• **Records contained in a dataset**
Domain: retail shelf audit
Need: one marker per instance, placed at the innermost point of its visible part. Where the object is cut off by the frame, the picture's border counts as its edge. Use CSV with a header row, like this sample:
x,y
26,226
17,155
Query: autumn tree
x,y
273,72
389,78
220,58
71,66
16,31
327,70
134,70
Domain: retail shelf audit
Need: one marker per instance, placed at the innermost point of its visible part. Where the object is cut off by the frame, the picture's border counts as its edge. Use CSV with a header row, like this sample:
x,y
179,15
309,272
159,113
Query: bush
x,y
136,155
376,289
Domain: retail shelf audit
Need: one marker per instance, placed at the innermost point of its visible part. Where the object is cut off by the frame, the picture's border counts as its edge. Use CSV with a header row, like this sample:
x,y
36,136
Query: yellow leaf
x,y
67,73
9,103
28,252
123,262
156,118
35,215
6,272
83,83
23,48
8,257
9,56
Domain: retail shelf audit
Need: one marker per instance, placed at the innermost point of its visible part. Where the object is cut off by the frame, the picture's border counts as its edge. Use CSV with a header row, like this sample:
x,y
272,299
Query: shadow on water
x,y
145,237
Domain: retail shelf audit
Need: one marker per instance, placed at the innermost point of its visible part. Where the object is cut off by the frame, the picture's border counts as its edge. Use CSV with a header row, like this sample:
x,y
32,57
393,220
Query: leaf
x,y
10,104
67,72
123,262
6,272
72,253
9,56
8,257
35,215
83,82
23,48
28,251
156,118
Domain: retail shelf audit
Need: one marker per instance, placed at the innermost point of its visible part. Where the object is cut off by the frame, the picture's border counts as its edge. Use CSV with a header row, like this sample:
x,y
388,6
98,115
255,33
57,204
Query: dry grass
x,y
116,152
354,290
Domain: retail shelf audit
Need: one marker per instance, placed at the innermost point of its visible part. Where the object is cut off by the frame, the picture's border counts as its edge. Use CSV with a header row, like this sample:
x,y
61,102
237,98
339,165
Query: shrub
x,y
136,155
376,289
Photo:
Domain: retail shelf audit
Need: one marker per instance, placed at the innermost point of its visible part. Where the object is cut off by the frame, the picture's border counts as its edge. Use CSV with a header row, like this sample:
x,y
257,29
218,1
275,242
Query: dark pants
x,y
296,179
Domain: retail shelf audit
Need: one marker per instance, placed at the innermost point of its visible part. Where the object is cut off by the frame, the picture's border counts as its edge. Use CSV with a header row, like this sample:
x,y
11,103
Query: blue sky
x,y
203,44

• **WHAT THE EXERCISE ASKS**
Copy each record from above exactly, and include every line.

• **ANSWER**
Domain: retail shelf audit
Need: one marker per instance, placed at the innermost point of its visible part. Where the object is cut off by the frame, the picture's border counts as its edge. Use CSV with a header row, like this sample:
x,y
26,226
17,155
Query: autumn tree
x,y
273,72
389,78
220,58
71,66
16,31
327,70
134,70
Domain: retail shelf audit
Need: one marker per instance, placed at the innermost point of its visible part. Where the object is cut off by the frame, the picture's border counts as its edge. Use CSV with a header row, like this sample:
x,y
179,15
309,272
159,113
Query: bush
x,y
136,155
376,289
Domain: retail shelf audit
Need: one marker per instance, placed at the innermost point of its visible part. Where the object is cut off by the frame, the picture's border counts as its edge. Use CSV with a header row, like this sample:
x,y
36,136
Query: yellow leaf
x,y
67,73
9,103
28,252
123,262
156,118
35,215
6,272
83,83
23,48
8,257
9,56
Domain: retail shelf audit
Need: one marker per instance, placed at the innermost point of its visible part. Where the object is cut off by the frame, the picture's border counts as its edge. Use CSV with a header row, like this sample:
x,y
272,299
Query: shadow on water
x,y
145,237
Domain: retail shelf audit
Need: one marker per instance, placed at the innermost point of its visible part. Where the object is cut off by the frame, the picture's border counts as its edge. Use CSV with a header row, like this sample:
x,y
32,57
393,220
Query: leaf
x,y
10,104
67,72
123,262
6,272
72,253
9,56
8,257
35,215
83,82
23,48
28,251
156,118
Domain: retail shelf audit
Need: one marker per instance, placed at the innermost point of its visible part. Where the object is cut off by the frame, the picture's border counts as its edge. Use CSV with a header row, like this sample:
x,y
388,6
98,115
255,33
57,204
Query: dry grass
x,y
116,152
354,290
Domain: retail shelf audit
Need: one marker per instance, placed at the innermost point of its visible part. Where the object is cut off by the frame, the picture's border counts as its edge. Use CSV with a header row, like this sample:
x,y
61,102
237,98
339,165
Query: shrub
x,y
136,155
376,289
Photo:
Domain: retail shelf audit
Need: one marker per instance, placed at the innermost point of its visible part. Where the object is cut off by the frame, the picture's border counts as its edge. Use CSV with a header row, like this sample:
x,y
257,29
218,1
275,242
Query: dark pants
x,y
296,179
Domain: retail shelf audit
Need: one marker per instance, placed at the innermost point of its visible part. Where the object is cut off by the frame, the picture's border counts as its edge. Use CSV with a header row, like this sample:
x,y
11,103
Query: blue sky
x,y
203,44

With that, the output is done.